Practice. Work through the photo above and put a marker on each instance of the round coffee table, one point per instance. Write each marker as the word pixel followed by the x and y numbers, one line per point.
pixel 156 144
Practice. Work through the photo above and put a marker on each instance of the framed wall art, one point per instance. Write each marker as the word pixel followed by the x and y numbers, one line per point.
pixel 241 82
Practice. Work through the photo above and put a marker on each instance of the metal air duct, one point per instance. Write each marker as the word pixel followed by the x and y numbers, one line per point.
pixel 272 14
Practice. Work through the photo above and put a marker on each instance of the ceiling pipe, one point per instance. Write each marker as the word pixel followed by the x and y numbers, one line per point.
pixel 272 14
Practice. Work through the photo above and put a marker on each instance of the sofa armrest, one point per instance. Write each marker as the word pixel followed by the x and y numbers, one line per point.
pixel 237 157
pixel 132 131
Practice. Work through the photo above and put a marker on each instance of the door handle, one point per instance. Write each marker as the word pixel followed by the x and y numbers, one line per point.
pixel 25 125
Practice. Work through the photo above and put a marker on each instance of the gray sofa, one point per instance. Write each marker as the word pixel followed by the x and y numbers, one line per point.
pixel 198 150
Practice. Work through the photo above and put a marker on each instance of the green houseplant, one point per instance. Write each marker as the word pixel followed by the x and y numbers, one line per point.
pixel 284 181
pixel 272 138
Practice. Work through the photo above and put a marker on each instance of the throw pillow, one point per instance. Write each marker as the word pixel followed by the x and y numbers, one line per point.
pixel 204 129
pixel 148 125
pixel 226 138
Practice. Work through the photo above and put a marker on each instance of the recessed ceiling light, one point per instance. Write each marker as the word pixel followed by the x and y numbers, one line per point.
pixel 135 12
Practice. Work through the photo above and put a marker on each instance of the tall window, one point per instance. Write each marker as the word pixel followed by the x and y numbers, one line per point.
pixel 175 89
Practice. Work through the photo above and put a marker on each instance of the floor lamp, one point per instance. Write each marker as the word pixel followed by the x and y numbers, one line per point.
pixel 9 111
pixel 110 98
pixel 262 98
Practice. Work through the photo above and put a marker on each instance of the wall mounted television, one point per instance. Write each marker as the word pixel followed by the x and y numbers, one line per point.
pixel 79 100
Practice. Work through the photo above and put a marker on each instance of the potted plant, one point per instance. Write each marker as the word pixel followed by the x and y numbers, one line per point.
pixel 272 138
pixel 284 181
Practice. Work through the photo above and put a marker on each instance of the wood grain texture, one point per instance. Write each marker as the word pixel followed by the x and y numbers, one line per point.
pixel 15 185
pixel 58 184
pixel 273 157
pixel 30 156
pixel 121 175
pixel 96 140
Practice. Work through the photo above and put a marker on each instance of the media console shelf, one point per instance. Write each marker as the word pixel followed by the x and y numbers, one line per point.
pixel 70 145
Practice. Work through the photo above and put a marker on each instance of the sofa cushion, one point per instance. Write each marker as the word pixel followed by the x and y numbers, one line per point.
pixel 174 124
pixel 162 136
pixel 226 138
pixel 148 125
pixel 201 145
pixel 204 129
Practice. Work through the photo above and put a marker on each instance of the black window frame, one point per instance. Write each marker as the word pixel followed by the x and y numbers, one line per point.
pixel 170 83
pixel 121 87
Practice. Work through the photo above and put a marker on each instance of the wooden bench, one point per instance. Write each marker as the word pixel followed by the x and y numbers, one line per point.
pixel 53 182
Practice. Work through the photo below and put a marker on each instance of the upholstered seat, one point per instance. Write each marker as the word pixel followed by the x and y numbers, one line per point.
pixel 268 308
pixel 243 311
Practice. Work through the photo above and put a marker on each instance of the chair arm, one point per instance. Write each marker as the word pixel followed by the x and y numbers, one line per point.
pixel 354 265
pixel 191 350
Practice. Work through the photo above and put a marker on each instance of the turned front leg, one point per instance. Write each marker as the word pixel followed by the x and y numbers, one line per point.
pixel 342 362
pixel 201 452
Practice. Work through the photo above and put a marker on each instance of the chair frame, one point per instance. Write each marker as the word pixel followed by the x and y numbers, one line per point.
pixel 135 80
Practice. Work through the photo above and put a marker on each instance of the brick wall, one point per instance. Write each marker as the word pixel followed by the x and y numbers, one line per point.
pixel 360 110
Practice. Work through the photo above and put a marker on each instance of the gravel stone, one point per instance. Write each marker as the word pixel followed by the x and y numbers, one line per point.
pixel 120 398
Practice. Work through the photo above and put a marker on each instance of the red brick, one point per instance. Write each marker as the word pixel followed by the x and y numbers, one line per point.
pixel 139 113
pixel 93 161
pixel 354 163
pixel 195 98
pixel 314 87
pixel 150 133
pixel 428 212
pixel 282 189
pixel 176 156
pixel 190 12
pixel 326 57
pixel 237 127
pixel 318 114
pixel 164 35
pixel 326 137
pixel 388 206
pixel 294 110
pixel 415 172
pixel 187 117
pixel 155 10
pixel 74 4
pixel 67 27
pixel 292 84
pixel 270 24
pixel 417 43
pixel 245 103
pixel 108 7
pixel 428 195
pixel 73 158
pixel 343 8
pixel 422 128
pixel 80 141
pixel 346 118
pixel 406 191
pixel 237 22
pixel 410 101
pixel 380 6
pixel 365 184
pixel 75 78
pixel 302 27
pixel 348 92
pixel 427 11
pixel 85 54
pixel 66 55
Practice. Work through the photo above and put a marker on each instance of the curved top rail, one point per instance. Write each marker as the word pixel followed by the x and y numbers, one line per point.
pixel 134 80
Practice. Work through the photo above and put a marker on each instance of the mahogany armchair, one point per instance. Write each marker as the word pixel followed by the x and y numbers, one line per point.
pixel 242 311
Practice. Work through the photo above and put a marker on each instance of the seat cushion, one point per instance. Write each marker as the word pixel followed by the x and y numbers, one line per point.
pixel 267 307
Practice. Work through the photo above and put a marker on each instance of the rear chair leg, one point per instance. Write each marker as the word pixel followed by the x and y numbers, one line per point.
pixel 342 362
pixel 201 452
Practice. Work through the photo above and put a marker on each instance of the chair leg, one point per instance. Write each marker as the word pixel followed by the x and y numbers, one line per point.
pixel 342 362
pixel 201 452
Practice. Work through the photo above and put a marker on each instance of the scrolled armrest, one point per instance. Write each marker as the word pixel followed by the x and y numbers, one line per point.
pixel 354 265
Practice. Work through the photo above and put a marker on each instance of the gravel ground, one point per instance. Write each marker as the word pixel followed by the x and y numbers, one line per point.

::::

> [WHAT IS BEING ASKED]
When you answer, retype all of the material exactly as it appears above.

> [WRITTEN ANSWER]
Practice. Work through the photo above and put a marker on each instance of the round coffee table, one point per instance. Write each marker as the word pixel followed by the x and y numbers, one line per point.
pixel 156 144
Practice. Work through the photo above and put a marker on each instance of the framed wall art, one point per instance. Write each marker as the word pixel followed by the x and y numbers, one line per point.
pixel 241 82
Practice. Work through the photo above and put a marker on each instance of the metal air duct, one point per instance. Write each marker as the word pixel followed by the x and y numbers, one line per point.
pixel 272 14
Practice. Work through the photo above and put a marker on each instance of the ceiling pipe, one point per instance. Write each marker as the word pixel followed by the x and y numbers, one line per point.
pixel 272 14
Practice. Work through the photo above and put a marker on each instance of the sofa armrest, one point per instance. Write each marker as the word pixel followed by the x and y numbers, one line per point.
pixel 237 157
pixel 132 131
Practice. Work through the photo above and put a marker on each instance of the door handle, one point per instance. Write each marker as the word pixel followed by the x and y numbers, one line per point.
pixel 25 125
Practice. Work through the photo above and put a marker on each instance of the gray sofa, one point per instance. Write each marker as the word pixel followed by the x and y numbers, one line per point.
pixel 198 150
Practice. Work through the photo above and put a marker on each instance of the green houseplant, one point per instance. Write each marker as the word pixel followed by the x and y numbers, one line per point.
pixel 284 181
pixel 272 138
Practice. Work through the photo above and put a marker on each instance of the throw pillow, one point per instance. Write each marker as the word pixel followed by the x and y numbers, one line per point.
pixel 204 129
pixel 148 125
pixel 226 138
Practice. Work through the photo above and put a marker on each instance of the recessed ceiling light, one point per instance. Write each marker as the word pixel followed by the x and y numbers, one line per point.
pixel 135 12
Practice. Work through the photo above and put a marker on each instance of the tall window, one point per instance. Write each marker as the word pixel followed by the x and y numbers, one line per point.
pixel 175 89
Practice. Work through the photo above and put a marker on each instance of the floor lamp, one point per instance. Write each marker as the word pixel followed by the x and y numbers, one line per point.
pixel 9 111
pixel 110 98
pixel 262 98
Practice. Work through the photo above and put a marker on each instance of the wall mounted television, one point per instance. Write each marker as the word pixel followed by the x and y numbers, one line per point.
pixel 79 100
Practice. Work through the photo above and put a marker on each instance of the potted plant, one point per instance. Write each marker as the word pixel followed by the x and y numbers, one line per point.
pixel 272 138
pixel 284 181
Practice. Work through the photo above and put a marker on each instance of the wood grain texture, one point per instance. Write each marker as the word pixel followed by the x and y numbers, one line per point.
pixel 15 185
pixel 58 184
pixel 273 157
pixel 30 156
pixel 121 175
pixel 96 140
Practice. Work through the photo above and put a marker on each instance of the media console shelf, one point per instance. Write each marker as the word pixel followed by the x and y numbers, one line per point.
pixel 70 145
Practice. Work through the photo above and put a marker on each instance of the sofa cushion, one point per instance. Write each marker as the word pixel followed by the x and y numbers, one line per point.
pixel 174 124
pixel 162 136
pixel 226 138
pixel 148 125
pixel 201 145
pixel 204 129
Practice. Work through the photo above and put a marker on each instance of the black window frame, one point per instance. Write each marker as the word pixel followed by the x and y numbers, one line per point.
pixel 170 83
pixel 121 87
Practice. Work through the photo above and put a marker on each instance of the wooden bench, one point per instance. Write each marker as the word pixel followed by the x and y numbers, one line per point.
pixel 53 182
Practice. Work through the photo below and put a marker on each instance of the upholstered seat, one point per instance. Write each marker as the word pixel followed by the x and y numbers, one line per point.
pixel 268 308
pixel 243 311
Practice. Work through the photo above and put a marker on each instance of the chair arm, one point per instance. Write each marker as the word pixel followed by the x and y numbers, one line per point.
pixel 354 265
pixel 191 350
Practice. Work through the photo above and put a marker on each instance of the turned front leg, one point per instance. Write each marker as the word pixel followed by the x and y numbers, one line per point.
pixel 342 362
pixel 201 452
Practice. Work through the photo above and put a marker on each instance of the chair frame, one point per instance. Write each marker as the word pixel followed by the x and y numbers, one line per point.
pixel 135 80
Practice. Work through the photo above and put a marker on each instance of the brick wall, one point per instance. Write each marker as the word pixel followed by the x and y numbers, one line per point.
pixel 360 110
Practice. Work through the photo above and put a marker on each instance of the gravel stone, one point per instance. Write each marker as the word pixel followed by the x and y numbers, one line per point.
pixel 120 398
Practice. Work through the photo above and put a marker on each instance of the red brick, one point per instance. Write each marker as the word pixel followed by the x and y numbers, one line per point.
pixel 139 113
pixel 93 161
pixel 354 163
pixel 195 98
pixel 314 87
pixel 150 133
pixel 428 212
pixel 282 189
pixel 176 156
pixel 190 12
pixel 326 57
pixel 237 127
pixel 318 114
pixel 164 35
pixel 326 137
pixel 388 206
pixel 294 110
pixel 415 172
pixel 187 117
pixel 155 10
pixel 74 4
pixel 67 27
pixel 292 84
pixel 270 24
pixel 417 43
pixel 245 103
pixel 108 7
pixel 428 195
pixel 73 158
pixel 343 8
pixel 422 128
pixel 80 141
pixel 346 118
pixel 406 191
pixel 237 22
pixel 410 101
pixel 380 6
pixel 365 184
pixel 75 78
pixel 302 27
pixel 348 92
pixel 427 11
pixel 85 54
pixel 66 55
Practice. Work through the photo above and put a marker on each instance of the curved top rail, one point per instance. Write each marker as the word pixel followed by the x and y numbers, one line per point.
pixel 134 80
Practice. Work through the photo above and put a marker on each instance of the mahogany armchair, one point per instance. Write each marker as the word pixel followed by the x and y numbers, one line per point.
pixel 242 311
Practice. Work through the photo above and put a marker on each instance of the seat cushion, one point per instance. Write each marker as the word pixel followed by the x and y numbers, one line per point.
pixel 267 307
Practice. Work through the photo above and put a marker on each instance of the rear chair leg, one point per instance. Write each marker as the word pixel followed by the x and y numbers, one line per point.
pixel 342 362
pixel 201 452
Practice. Work through the photo above and put a marker on each instance of the chair leg, one point per instance. Write each marker as the word pixel followed by the x and y numbers, one line per point.
pixel 342 362
pixel 201 452
Practice. Work through the photo above and put a marker on each instance of the scrolled armrest, one point per instance. Write each marker as the word pixel followed by the x and y numbers, one line per point.
pixel 354 265
Practice. Work through the photo above and put a marker on each instance of the gravel ground, one point per instance. Write each marker as the word pixel followed by the x and y numbers, one line per point.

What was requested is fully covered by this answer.